▶ [RECORDS PROVIDED]:
☆ ☆ ☆

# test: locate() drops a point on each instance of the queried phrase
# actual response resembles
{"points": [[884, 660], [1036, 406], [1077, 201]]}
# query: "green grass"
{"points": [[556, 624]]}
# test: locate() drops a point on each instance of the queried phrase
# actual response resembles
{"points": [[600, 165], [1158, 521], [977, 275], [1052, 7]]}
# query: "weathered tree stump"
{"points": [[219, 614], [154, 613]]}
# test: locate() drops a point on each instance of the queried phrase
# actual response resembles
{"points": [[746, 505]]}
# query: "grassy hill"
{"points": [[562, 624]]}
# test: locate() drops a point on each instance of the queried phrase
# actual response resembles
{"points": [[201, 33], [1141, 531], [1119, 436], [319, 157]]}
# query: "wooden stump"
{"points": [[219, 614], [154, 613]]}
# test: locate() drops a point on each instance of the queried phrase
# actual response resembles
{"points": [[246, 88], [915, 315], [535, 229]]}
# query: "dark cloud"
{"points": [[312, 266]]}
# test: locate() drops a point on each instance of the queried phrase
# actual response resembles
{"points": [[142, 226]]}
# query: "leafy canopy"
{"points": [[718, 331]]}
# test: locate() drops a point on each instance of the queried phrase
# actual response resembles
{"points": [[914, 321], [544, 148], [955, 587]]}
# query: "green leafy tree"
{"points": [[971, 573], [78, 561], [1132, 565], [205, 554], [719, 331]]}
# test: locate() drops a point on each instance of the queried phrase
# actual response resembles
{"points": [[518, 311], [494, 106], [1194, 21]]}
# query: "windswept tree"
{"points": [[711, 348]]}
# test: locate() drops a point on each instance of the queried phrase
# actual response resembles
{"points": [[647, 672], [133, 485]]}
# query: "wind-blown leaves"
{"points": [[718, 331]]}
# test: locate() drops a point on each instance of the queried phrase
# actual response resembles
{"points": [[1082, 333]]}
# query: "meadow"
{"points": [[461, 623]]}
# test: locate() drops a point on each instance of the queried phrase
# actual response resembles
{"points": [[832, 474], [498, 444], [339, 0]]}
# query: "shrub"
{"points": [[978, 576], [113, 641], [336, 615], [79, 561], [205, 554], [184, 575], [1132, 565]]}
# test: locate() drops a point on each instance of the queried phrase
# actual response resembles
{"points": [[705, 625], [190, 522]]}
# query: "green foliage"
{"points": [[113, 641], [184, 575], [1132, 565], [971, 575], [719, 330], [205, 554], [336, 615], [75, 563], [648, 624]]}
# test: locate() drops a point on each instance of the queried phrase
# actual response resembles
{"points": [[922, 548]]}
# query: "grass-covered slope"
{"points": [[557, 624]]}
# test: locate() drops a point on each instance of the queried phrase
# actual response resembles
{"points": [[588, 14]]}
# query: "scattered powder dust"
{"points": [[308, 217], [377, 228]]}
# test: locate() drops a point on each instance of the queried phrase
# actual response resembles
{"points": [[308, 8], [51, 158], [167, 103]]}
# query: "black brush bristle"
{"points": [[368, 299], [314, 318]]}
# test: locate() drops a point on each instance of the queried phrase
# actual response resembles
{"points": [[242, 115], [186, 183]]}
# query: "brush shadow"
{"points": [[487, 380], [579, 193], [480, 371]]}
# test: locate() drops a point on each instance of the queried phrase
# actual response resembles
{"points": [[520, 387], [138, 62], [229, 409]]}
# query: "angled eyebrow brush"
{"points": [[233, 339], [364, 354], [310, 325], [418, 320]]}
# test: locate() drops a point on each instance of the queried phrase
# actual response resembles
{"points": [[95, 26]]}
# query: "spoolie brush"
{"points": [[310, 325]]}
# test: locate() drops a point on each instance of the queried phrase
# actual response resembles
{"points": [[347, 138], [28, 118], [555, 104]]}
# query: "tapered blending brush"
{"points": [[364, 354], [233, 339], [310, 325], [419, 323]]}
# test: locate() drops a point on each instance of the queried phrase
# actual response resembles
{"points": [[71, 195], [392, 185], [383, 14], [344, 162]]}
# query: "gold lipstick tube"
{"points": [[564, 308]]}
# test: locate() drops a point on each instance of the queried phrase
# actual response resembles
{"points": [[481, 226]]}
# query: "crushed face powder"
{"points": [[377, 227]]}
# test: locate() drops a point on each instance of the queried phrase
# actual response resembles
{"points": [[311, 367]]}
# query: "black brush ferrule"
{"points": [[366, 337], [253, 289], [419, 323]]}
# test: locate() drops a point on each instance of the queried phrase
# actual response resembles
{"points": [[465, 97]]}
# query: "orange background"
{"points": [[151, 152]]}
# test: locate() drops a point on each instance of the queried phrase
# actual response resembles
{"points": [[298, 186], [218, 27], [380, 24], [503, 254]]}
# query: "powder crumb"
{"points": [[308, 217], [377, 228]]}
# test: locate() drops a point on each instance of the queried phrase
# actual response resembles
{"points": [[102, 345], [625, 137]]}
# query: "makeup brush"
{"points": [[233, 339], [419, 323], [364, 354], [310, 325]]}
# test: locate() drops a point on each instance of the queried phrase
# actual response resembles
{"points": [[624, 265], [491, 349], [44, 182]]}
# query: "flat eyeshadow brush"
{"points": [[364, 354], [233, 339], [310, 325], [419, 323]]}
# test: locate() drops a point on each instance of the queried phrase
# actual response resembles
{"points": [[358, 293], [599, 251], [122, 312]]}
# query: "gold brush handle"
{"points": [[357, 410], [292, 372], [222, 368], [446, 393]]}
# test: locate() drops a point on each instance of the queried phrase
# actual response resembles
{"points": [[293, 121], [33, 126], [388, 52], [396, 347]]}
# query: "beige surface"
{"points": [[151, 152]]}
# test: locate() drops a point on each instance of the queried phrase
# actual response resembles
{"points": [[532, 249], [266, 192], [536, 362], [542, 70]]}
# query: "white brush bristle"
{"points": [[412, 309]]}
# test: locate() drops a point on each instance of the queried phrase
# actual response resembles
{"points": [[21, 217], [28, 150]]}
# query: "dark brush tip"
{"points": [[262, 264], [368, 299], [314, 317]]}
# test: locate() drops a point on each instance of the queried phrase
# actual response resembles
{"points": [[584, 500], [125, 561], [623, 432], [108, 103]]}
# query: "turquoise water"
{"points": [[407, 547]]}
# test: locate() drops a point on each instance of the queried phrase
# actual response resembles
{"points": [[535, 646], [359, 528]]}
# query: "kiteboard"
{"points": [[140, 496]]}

☆ ☆ ☆

Return all of the data exactly as it reads.

▶ [THE RESULT]:
# test: locate() drops a point on each instance of the queried phrase
# actual response resembles
{"points": [[884, 660], [1036, 406], [1077, 201]]}
# query: "green grass"
{"points": [[556, 624]]}
# test: locate() drops a point on each instance of the queried phrase
# actual response resembles
{"points": [[600, 165], [1158, 521], [977, 275], [1052, 7]]}
# query: "weathered tree stump"
{"points": [[219, 614], [154, 613]]}
# test: locate() drops a point on each instance of the queried phrase
# actual response resembles
{"points": [[746, 505]]}
# query: "grassy hill"
{"points": [[562, 624]]}
# test: locate() drops a point on each instance of the queried phrase
# actual response resembles
{"points": [[201, 33], [1141, 531], [1119, 436], [319, 157]]}
# query: "wooden stump"
{"points": [[219, 614], [154, 613]]}
# test: locate() drops a point on each instance of the queried phrase
# actual response resembles
{"points": [[246, 88], [915, 315], [535, 229]]}
# query: "dark cloud"
{"points": [[312, 266]]}
# test: locate() drops a point on each instance of the queried phrase
# actual response resembles
{"points": [[142, 226]]}
# query: "leafy canopy"
{"points": [[718, 331]]}
# test: locate() drops a point on each instance of the queried phrase
# actual response resembles
{"points": [[914, 321], [544, 148], [955, 587]]}
# query: "green leafy tree"
{"points": [[971, 573], [78, 561], [1132, 565], [205, 554], [719, 331]]}
# test: locate() drops a point on each instance of the queried phrase
# actual response resembles
{"points": [[518, 311], [494, 106], [1194, 21]]}
# query: "windswept tree"
{"points": [[711, 348]]}
# test: locate() drops a point on each instance of the queried phrase
# actual response resembles
{"points": [[647, 672], [133, 485]]}
# query: "wind-blown leaves"
{"points": [[718, 331]]}
# test: locate() drops a point on each instance of the queried phrase
# actual response resembles
{"points": [[1082, 333]]}
# query: "meadow"
{"points": [[461, 623]]}
# test: locate() drops a point on each instance of the queried phrase
# actual response resembles
{"points": [[832, 474], [498, 444], [339, 0]]}
# query: "shrub"
{"points": [[978, 576], [113, 641], [336, 615], [79, 561], [205, 554], [184, 575], [1132, 565]]}
# test: locate() drops a point on each instance of the queried phrase
# actual response resembles
{"points": [[705, 625], [190, 522]]}
# query: "green foliage"
{"points": [[113, 641], [184, 575], [1132, 565], [971, 575], [719, 330], [205, 554], [336, 615], [75, 563], [648, 624]]}
# test: locate() drops a point on each instance of the queried phrase
# actual response resembles
{"points": [[922, 548]]}
# query: "grass-covered slope"
{"points": [[557, 624]]}
# test: locate() drops a point on each instance of the queried phrase
# actual response resembles
{"points": [[588, 14]]}
# query: "scattered powder dust"
{"points": [[308, 217], [377, 228]]}
# test: locate() drops a point on each instance of the queried phrase
# actual response resembles
{"points": [[308, 8], [51, 158], [167, 103]]}
# query: "black brush bristle"
{"points": [[368, 299], [314, 318]]}
# test: locate() drops a point on each instance of the queried phrase
# actual response resembles
{"points": [[242, 115], [186, 183]]}
# query: "brush shadow"
{"points": [[487, 380], [579, 193], [480, 371]]}
# test: locate() drops a point on each instance of the queried phrase
# actual response resembles
{"points": [[520, 387], [138, 62], [229, 409]]}
# query: "angled eyebrow brush"
{"points": [[233, 339], [364, 354], [310, 325], [418, 320]]}
# test: locate() drops a point on each instance of the queried phrase
# actual response resembles
{"points": [[95, 26]]}
# query: "spoolie brush"
{"points": [[310, 325]]}
# test: locate() drops a point on each instance of the queried phrase
# actual response resembles
{"points": [[347, 138], [28, 118], [555, 104]]}
# query: "tapered blending brush"
{"points": [[364, 354], [233, 339], [310, 325], [419, 323]]}
# test: locate() drops a point on each instance of the queried phrase
# actual response resembles
{"points": [[71, 195], [392, 185], [383, 14], [344, 162]]}
# query: "gold lipstick tube"
{"points": [[564, 308]]}
# test: locate() drops a point on each instance of the queried phrase
# actual response resembles
{"points": [[481, 226]]}
# query: "crushed face powder"
{"points": [[377, 227]]}
# test: locate() drops a point on each instance of the queried phrase
# actual response resembles
{"points": [[311, 367]]}
# query: "black brush ferrule"
{"points": [[366, 337], [253, 289], [419, 323]]}
# test: locate() drops a point on each instance of the queried phrase
# actual response resembles
{"points": [[465, 97]]}
# query: "orange background"
{"points": [[151, 152]]}
# test: locate() drops a point on each instance of the queried phrase
# actual response resembles
{"points": [[298, 186], [218, 27], [380, 24], [503, 254]]}
# query: "powder crumb"
{"points": [[308, 217], [377, 228]]}
# test: locate() drops a point on each instance of the queried phrase
# actual response resembles
{"points": [[102, 345], [625, 137]]}
# query: "makeup brush"
{"points": [[233, 339], [419, 323], [364, 354], [310, 325]]}
# test: locate() drops a point on each instance of the queried phrase
# actual response resembles
{"points": [[624, 265], [491, 349], [44, 182]]}
# query: "flat eyeshadow brush"
{"points": [[364, 354], [233, 339], [310, 325], [419, 323]]}
# test: locate() drops a point on each instance of the queried phrase
# actual response resembles
{"points": [[358, 293], [599, 251], [122, 312]]}
# query: "gold brush handle"
{"points": [[357, 410], [292, 372], [222, 368], [446, 393]]}
# test: locate() drops a point on each instance of the queried phrase
# actual response resembles
{"points": [[293, 121], [33, 126], [388, 52], [396, 347]]}
# query: "beige surface"
{"points": [[151, 152]]}
# test: locate() drops a point on each instance of the queried phrase
# actual response resembles
{"points": [[532, 249], [266, 192], [536, 362], [542, 70]]}
# query: "white brush bristle"
{"points": [[412, 309]]}
# test: locate() drops a point on each instance of the queried phrase
# actual response resembles
{"points": [[21, 217], [28, 150]]}
# query: "dark brush tip"
{"points": [[262, 264], [368, 299], [314, 317]]}
# test: locate() drops a point on each instance of the queried phrase
# actual response resembles
{"points": [[584, 500], [125, 561], [623, 432], [108, 103]]}
# query: "turquoise water"
{"points": [[407, 547]]}
# test: locate() drops a point on each instance of the queried phrase
# actual response resembles
{"points": [[535, 646], [359, 528]]}
# query: "kiteboard"
{"points": [[140, 496]]}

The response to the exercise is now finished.